- _AIM OF THE EXERCISE_
Copy the entries from the line with "compact form (301,169)." up to and including the end of the entries, and increase every coordinate in the answer points by 110.

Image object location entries
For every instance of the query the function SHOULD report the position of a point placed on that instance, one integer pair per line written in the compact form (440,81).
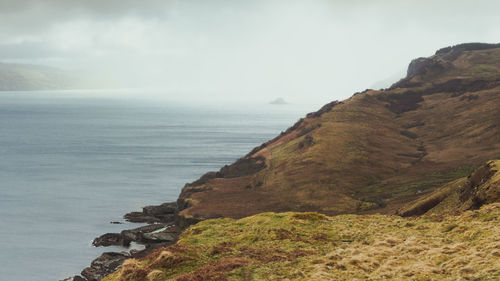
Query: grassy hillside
(373,152)
(310,246)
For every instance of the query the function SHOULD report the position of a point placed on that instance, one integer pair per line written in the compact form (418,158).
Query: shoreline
(161,230)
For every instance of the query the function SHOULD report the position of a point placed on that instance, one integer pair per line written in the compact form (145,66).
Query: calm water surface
(70,164)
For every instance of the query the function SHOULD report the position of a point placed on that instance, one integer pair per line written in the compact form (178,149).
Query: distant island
(278,101)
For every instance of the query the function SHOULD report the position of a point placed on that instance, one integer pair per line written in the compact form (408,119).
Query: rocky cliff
(373,152)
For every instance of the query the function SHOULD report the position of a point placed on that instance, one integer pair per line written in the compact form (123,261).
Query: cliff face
(373,152)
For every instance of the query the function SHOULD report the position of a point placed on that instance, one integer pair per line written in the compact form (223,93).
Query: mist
(304,51)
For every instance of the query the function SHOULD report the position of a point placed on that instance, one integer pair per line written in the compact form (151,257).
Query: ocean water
(70,164)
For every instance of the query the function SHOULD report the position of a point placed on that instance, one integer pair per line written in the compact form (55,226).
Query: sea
(71,163)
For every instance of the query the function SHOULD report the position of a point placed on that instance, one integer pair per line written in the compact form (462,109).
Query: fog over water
(317,50)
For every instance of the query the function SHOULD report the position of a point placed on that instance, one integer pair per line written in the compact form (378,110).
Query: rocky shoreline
(162,230)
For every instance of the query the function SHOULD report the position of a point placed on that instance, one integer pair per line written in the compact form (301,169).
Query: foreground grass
(310,246)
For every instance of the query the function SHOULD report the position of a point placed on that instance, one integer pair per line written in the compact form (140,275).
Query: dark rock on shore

- _EXPECTED OUTPUT_
For every instance of the query the function SHOULD report the position of a point placed on that instance, one integer pair per line written in the compact form (301,169).
Query: foreground grass
(420,356)
For every instance of the query the function SHOULD report the position of a point placed on that instance, one integer pair per line written in the compact form (140,275).
Query: dark rock on shore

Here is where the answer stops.